_Data to use_
----

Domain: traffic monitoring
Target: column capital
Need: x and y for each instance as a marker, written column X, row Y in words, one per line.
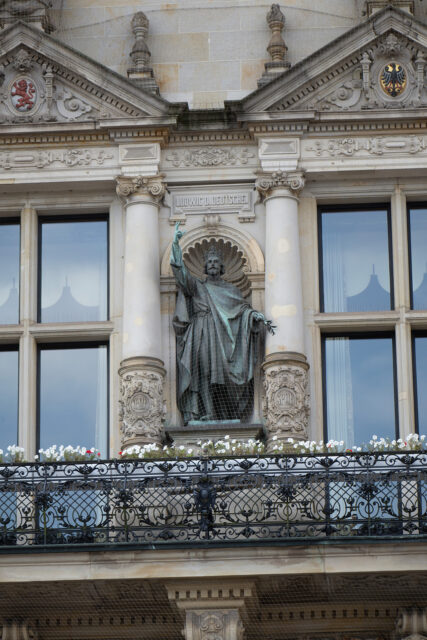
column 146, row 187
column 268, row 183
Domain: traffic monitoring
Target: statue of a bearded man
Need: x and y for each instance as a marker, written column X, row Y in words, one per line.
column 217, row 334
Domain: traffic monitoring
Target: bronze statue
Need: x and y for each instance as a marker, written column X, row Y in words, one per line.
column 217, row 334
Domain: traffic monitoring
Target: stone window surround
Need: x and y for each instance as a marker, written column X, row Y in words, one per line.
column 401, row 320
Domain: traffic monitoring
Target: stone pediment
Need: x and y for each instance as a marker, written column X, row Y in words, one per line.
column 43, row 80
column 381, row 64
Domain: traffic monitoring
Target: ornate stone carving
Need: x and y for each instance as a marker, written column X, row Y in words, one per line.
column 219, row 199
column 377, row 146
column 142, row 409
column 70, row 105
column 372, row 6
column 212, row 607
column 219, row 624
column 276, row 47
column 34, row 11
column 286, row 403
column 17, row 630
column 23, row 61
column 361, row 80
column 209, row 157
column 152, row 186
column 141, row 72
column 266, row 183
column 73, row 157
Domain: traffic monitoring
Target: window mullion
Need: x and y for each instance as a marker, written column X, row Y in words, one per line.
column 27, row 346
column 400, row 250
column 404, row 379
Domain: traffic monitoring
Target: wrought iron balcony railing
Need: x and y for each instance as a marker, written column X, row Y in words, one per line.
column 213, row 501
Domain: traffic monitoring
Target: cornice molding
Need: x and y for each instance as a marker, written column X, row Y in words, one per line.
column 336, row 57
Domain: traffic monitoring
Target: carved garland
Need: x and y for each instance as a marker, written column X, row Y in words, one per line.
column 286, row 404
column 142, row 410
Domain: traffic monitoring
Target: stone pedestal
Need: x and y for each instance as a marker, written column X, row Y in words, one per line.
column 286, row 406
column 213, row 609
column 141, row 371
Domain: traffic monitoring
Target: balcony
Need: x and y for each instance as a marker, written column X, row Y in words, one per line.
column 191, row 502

----

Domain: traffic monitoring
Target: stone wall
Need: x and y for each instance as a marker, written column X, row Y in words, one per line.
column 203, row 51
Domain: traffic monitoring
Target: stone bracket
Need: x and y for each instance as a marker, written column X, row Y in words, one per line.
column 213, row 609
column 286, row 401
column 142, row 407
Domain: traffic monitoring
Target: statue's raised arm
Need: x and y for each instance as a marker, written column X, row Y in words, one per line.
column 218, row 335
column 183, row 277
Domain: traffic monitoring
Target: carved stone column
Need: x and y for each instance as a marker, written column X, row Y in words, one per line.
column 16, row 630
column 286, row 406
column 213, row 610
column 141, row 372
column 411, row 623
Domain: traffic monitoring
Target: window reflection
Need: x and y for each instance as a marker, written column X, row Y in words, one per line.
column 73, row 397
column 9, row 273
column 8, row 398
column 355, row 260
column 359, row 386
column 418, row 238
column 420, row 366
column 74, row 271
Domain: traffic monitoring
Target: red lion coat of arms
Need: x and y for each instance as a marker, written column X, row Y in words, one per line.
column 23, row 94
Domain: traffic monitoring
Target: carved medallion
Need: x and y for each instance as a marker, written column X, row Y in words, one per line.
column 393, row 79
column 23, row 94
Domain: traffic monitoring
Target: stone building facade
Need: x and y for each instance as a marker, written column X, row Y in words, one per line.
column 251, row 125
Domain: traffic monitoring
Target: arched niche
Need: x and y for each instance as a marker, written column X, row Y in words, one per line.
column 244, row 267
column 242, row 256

----

_Problem description_
How many lines of the material contain the string "window"? Give only the number.

_Answer in full_
3